Records of labeled points:
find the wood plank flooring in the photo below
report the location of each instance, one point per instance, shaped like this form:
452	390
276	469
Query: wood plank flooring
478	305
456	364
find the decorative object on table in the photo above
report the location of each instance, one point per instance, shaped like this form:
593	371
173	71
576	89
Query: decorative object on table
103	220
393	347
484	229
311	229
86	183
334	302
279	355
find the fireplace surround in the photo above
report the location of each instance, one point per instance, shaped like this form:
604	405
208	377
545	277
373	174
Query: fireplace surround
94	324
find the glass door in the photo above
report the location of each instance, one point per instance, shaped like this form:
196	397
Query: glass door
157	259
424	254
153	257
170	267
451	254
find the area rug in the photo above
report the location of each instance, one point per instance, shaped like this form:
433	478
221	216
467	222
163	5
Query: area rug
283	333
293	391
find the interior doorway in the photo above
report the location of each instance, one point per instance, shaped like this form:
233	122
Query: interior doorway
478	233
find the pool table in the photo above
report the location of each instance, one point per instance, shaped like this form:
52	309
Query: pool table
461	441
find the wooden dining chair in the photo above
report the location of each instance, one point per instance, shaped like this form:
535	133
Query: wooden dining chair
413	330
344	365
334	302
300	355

▸ TASK DETAILS
Take the listing above and set it down exactly.

▸ COMPLETE OUTPUT
find the wood plank flooring in the photo below
report the location of each instance, one point per instance, shaped like this form:
452	390
276	469
Query: wood plank flooring
478	305
456	364
find the decorative object on table in the photo above
report the location of each instance, one point per instance, shaped like this form:
593	371
173	71
576	89
Query: decorative object on table
103	220
393	347
484	229
311	229
86	183
334	302
279	355
find the fireplace surround in the photo above
report the location of each instance, one point per instance, shaped like this form:
604	405
208	377
545	277
373	174
Query: fireplace surround
94	324
find the glass door in the photo above
report the location of each instance, one point per instance, shaped like this form:
196	397
Query: glass door
157	259
424	254
153	257
170	267
451	254
find the area rug in the photo above
report the location of each instance, one point per instance, shaped like this form:
433	478
221	216
467	222
163	5
Query: area rug
283	333
293	391
find the interior doorway in the photo above
report the location of each instance, one point per instance, shaped like this form:
233	122
Query: interior doorway
478	233
find the pool table in the photo above
report the location of each instance, one point per instance, shaped like this form:
52	309
Query: pool table
461	441
find the wooden dining chair in the photo above
report the location of each instance, one point per instance, shaped like this form:
535	133
Query: wooden dining chair
413	330
344	365
334	302
300	355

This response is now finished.